Records excerpted from a collection
╔══
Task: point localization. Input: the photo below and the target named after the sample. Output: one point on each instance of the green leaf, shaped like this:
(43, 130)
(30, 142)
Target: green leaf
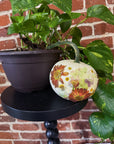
(67, 22)
(18, 5)
(102, 12)
(76, 35)
(100, 56)
(28, 27)
(104, 98)
(102, 125)
(64, 5)
(75, 15)
(14, 28)
(17, 19)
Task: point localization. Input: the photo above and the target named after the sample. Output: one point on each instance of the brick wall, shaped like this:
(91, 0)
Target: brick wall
(74, 129)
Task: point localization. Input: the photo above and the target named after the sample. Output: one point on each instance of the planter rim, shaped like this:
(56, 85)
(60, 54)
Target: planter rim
(13, 52)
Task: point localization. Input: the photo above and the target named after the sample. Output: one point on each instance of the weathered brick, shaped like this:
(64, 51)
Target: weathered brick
(90, 105)
(4, 127)
(3, 32)
(26, 142)
(103, 28)
(110, 1)
(5, 5)
(70, 135)
(90, 3)
(85, 114)
(80, 125)
(9, 135)
(7, 119)
(107, 40)
(72, 117)
(4, 20)
(86, 30)
(77, 4)
(2, 79)
(5, 142)
(22, 127)
(8, 44)
(33, 135)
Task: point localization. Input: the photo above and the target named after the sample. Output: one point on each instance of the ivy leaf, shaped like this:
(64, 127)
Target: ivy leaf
(104, 98)
(18, 5)
(17, 19)
(67, 22)
(76, 35)
(102, 125)
(75, 15)
(14, 28)
(100, 57)
(65, 6)
(102, 12)
(28, 26)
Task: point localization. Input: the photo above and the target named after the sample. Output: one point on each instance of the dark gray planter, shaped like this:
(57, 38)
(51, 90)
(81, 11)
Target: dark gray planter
(29, 70)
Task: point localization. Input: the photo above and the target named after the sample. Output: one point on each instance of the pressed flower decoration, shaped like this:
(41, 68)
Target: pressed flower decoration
(72, 79)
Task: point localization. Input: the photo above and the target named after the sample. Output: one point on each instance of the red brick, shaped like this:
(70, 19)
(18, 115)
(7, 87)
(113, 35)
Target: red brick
(70, 135)
(26, 142)
(1, 69)
(8, 44)
(90, 3)
(2, 79)
(9, 135)
(103, 28)
(85, 114)
(3, 32)
(4, 127)
(107, 40)
(89, 134)
(5, 5)
(81, 125)
(82, 17)
(86, 30)
(33, 135)
(22, 127)
(4, 20)
(110, 1)
(72, 117)
(65, 142)
(7, 119)
(2, 88)
(77, 4)
(5, 142)
(90, 105)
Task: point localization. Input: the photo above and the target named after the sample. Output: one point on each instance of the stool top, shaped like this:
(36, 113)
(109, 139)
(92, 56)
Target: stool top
(42, 105)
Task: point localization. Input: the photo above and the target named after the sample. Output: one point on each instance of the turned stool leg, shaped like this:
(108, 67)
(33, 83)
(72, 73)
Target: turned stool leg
(52, 132)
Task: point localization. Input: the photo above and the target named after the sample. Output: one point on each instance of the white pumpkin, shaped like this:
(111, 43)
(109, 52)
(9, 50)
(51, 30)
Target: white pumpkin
(73, 81)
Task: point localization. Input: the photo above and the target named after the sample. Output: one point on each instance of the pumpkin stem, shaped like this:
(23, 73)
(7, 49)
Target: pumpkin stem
(73, 45)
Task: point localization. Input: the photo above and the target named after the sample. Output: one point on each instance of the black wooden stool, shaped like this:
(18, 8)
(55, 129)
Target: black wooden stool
(42, 105)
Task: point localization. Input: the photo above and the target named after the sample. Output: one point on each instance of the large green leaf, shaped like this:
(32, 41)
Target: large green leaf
(67, 22)
(104, 98)
(100, 57)
(102, 125)
(76, 35)
(102, 12)
(24, 5)
(64, 5)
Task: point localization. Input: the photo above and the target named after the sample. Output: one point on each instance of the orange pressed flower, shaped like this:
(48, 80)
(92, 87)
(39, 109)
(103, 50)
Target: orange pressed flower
(56, 74)
(79, 94)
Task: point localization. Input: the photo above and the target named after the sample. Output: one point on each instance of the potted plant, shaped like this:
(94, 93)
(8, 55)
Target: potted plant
(37, 24)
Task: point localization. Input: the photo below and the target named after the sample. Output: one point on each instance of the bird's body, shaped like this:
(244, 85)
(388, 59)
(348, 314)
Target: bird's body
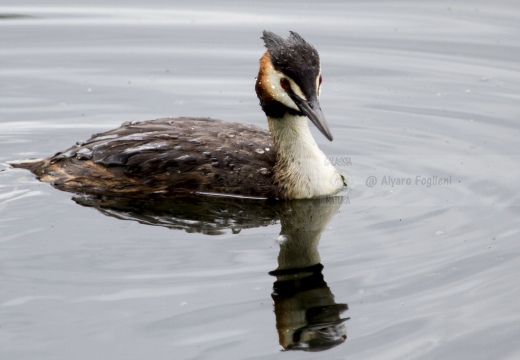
(180, 156)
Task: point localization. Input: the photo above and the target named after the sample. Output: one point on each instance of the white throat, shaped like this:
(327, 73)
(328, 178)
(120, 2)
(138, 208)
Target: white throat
(302, 169)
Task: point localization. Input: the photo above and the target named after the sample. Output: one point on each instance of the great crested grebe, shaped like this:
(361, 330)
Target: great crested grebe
(180, 156)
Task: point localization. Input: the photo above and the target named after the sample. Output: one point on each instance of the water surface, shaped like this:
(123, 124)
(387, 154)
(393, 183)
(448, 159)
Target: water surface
(413, 93)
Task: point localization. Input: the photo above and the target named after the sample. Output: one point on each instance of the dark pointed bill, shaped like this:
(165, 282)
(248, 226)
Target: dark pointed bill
(311, 108)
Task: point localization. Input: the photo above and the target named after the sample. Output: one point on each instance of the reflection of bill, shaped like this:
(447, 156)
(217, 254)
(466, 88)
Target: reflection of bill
(307, 317)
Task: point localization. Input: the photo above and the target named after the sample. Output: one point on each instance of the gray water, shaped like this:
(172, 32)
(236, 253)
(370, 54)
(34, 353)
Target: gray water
(422, 99)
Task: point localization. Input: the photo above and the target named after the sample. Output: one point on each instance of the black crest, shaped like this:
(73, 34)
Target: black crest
(296, 58)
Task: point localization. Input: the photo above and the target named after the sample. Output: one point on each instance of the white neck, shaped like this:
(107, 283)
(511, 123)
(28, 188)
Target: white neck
(301, 169)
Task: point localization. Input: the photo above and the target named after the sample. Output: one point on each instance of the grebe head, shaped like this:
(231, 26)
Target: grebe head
(289, 80)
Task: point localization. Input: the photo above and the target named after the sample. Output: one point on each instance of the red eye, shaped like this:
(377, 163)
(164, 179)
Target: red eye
(285, 83)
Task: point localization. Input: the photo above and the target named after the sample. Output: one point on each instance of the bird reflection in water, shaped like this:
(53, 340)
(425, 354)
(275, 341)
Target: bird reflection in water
(307, 316)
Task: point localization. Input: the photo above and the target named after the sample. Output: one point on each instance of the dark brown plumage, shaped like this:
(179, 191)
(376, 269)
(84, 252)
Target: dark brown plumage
(166, 157)
(187, 156)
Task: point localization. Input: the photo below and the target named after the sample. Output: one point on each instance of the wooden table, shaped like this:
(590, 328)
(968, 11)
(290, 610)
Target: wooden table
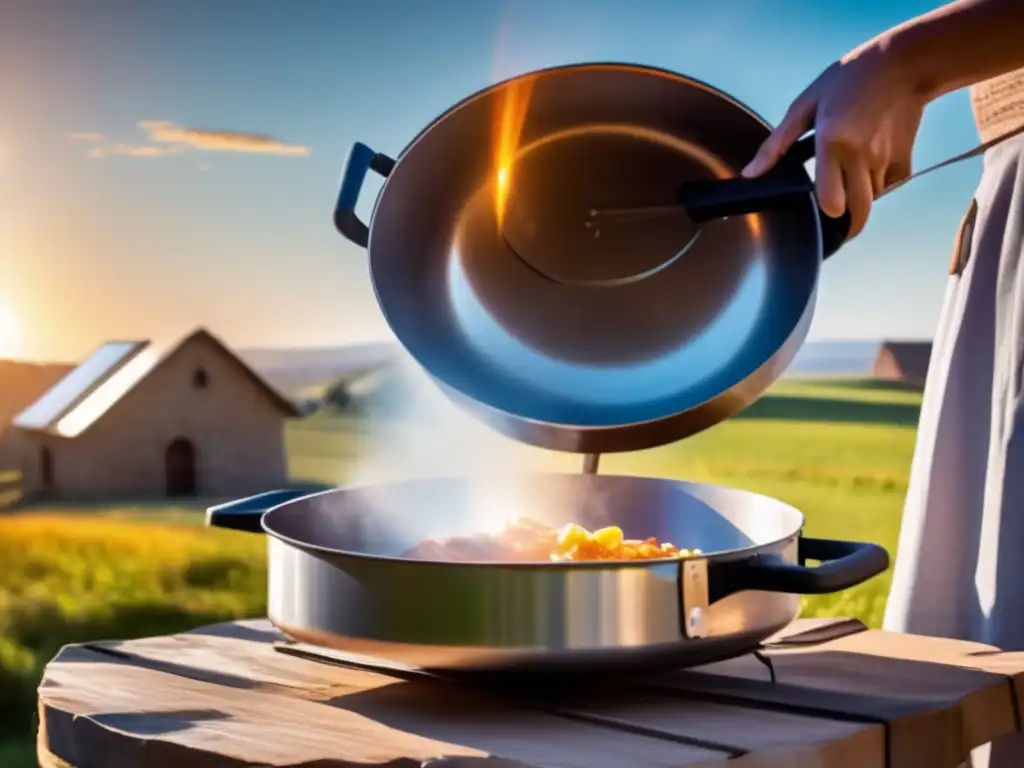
(236, 694)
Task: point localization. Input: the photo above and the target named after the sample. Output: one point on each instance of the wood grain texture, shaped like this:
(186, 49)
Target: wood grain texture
(225, 695)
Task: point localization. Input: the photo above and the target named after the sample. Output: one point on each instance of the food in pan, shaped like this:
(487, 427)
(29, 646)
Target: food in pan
(526, 541)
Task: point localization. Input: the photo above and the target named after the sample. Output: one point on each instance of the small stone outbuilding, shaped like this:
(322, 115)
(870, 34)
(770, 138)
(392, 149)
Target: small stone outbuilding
(904, 361)
(136, 420)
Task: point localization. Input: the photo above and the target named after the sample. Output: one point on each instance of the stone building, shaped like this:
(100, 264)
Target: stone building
(137, 420)
(904, 361)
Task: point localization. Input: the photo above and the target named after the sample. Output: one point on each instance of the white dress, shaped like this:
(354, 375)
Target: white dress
(960, 567)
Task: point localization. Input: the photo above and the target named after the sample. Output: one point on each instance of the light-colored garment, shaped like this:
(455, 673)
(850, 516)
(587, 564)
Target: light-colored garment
(960, 567)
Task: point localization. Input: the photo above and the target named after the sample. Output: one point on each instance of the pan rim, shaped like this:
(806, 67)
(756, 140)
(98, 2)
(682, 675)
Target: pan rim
(717, 556)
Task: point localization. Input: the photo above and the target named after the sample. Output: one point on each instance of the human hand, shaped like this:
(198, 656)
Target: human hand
(865, 113)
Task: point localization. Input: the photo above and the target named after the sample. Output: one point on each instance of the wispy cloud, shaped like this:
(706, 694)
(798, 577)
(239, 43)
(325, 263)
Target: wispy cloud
(91, 136)
(202, 138)
(133, 151)
(167, 138)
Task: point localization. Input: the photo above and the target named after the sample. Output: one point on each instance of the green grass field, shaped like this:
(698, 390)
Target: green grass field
(839, 451)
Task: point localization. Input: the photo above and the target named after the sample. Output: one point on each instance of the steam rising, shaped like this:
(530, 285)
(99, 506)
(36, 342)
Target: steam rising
(413, 430)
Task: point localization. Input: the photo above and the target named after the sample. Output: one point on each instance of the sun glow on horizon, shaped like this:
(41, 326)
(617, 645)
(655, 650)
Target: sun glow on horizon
(10, 332)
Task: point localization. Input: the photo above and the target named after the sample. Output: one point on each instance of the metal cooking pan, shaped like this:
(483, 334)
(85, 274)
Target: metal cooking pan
(565, 341)
(648, 334)
(337, 578)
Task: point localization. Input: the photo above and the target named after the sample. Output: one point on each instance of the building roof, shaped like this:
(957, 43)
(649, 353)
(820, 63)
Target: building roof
(88, 391)
(911, 356)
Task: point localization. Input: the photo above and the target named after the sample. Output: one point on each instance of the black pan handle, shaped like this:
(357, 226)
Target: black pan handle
(844, 564)
(734, 197)
(360, 160)
(247, 514)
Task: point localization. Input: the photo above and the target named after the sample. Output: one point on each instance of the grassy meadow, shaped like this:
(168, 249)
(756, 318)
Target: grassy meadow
(839, 451)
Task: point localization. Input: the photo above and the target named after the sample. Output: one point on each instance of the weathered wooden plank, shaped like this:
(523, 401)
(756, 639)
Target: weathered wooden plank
(242, 655)
(938, 697)
(94, 707)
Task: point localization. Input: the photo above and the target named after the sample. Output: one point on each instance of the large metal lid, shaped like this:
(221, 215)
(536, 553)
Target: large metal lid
(570, 341)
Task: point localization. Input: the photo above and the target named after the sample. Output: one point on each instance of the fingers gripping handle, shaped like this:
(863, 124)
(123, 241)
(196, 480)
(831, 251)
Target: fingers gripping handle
(360, 160)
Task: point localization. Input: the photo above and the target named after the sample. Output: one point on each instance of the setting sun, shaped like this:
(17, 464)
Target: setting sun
(9, 331)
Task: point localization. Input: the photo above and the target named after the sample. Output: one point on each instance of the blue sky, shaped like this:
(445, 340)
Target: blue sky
(126, 246)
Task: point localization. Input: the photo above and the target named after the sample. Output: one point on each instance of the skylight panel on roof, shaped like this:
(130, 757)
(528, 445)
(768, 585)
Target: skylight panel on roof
(77, 385)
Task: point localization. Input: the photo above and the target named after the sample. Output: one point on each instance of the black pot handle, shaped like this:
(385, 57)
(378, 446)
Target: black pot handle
(360, 160)
(247, 514)
(734, 197)
(834, 231)
(844, 564)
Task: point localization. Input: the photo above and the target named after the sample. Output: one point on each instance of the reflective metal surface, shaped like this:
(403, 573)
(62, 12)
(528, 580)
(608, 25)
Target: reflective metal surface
(576, 343)
(347, 592)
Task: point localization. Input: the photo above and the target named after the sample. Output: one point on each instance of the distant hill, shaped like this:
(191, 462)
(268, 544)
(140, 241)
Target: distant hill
(834, 358)
(297, 371)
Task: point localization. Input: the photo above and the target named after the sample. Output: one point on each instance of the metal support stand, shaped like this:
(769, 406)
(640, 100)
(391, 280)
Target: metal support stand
(766, 660)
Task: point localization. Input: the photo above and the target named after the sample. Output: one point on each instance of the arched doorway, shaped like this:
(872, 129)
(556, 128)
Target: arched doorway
(179, 463)
(46, 468)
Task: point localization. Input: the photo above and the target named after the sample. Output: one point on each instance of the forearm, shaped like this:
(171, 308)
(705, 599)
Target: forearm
(957, 45)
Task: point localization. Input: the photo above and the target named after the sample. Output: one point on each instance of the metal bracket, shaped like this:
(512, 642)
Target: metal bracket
(693, 597)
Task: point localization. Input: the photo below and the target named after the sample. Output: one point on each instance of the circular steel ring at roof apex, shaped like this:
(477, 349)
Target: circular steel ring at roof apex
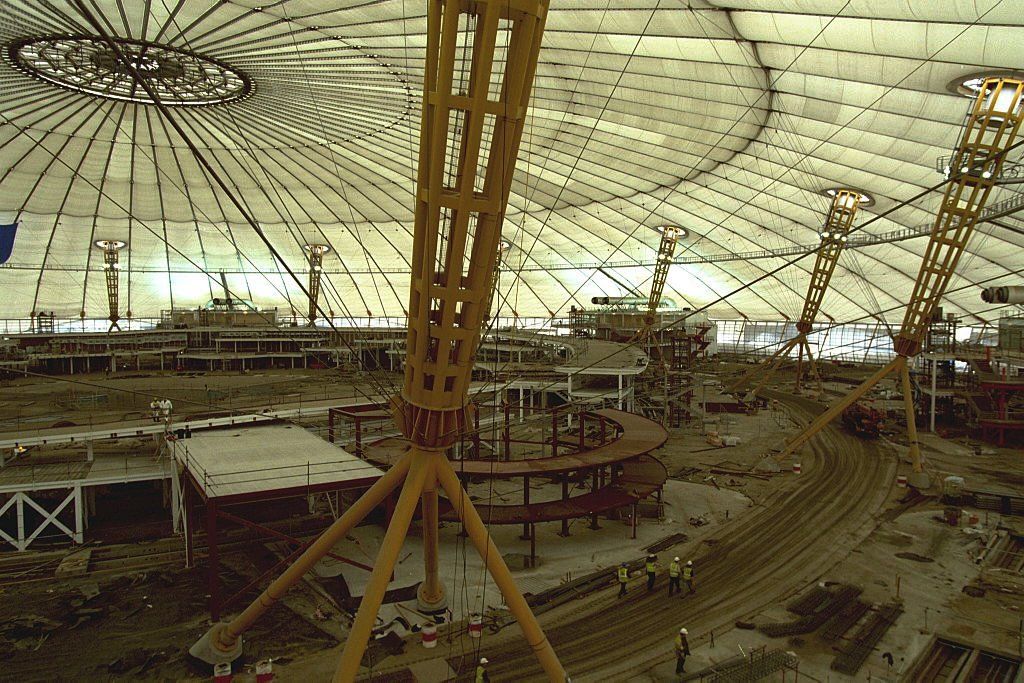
(87, 65)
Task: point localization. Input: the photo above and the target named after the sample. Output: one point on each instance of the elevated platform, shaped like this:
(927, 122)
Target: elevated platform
(254, 463)
(638, 435)
(633, 474)
(640, 478)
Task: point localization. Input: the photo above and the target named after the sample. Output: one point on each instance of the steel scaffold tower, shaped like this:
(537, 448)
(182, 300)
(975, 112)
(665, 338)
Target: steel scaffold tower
(834, 236)
(112, 272)
(991, 128)
(315, 255)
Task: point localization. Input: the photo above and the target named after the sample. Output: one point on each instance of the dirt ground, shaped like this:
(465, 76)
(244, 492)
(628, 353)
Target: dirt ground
(139, 625)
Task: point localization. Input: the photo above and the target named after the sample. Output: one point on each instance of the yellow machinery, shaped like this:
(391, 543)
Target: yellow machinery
(469, 141)
(990, 130)
(834, 237)
(666, 250)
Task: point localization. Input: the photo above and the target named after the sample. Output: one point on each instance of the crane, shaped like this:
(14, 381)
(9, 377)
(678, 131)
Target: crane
(834, 237)
(992, 125)
(666, 250)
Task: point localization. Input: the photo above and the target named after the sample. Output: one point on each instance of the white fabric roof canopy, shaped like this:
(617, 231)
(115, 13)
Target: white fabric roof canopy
(726, 118)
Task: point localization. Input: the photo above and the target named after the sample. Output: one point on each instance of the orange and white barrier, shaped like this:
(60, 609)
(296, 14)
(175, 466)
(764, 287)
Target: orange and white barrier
(222, 672)
(428, 635)
(475, 626)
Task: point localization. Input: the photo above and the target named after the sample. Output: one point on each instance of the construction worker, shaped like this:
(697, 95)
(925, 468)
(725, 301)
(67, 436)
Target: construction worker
(481, 672)
(682, 649)
(675, 572)
(651, 566)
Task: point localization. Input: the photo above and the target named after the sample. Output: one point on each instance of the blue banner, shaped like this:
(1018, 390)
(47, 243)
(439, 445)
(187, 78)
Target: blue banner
(7, 233)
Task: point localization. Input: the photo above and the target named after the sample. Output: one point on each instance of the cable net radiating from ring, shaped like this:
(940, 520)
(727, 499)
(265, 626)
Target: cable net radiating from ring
(86, 65)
╚══
*Job*
Substitute "blue flag" for "blue banner" everywhere from the line containing "of the construction" down to the end of the items, leaving everything else unchanged. Write out only those lines.

*Output of the task*
Task: point localization. Input: the photo above and the target named after the sample. Output: one point on each instance of the construction worker, shaped like this:
(697, 95)
(925, 468)
(725, 301)
(67, 436)
Target: construction worker
(481, 672)
(682, 649)
(675, 572)
(651, 566)
Task: point localization. Input: the photo above and the target named after the sample. Output: one point on each instance of the blue flag, shaped like this:
(1018, 390)
(47, 243)
(439, 445)
(187, 78)
Target: blue flag
(7, 233)
Task: point localization. Input: the photo above and the target named after the sample. Output: one point on each instance of the cable net radiating from ring, shaped like this:
(940, 520)
(727, 499)
(265, 626)
Target: cable net radiating from ring
(86, 65)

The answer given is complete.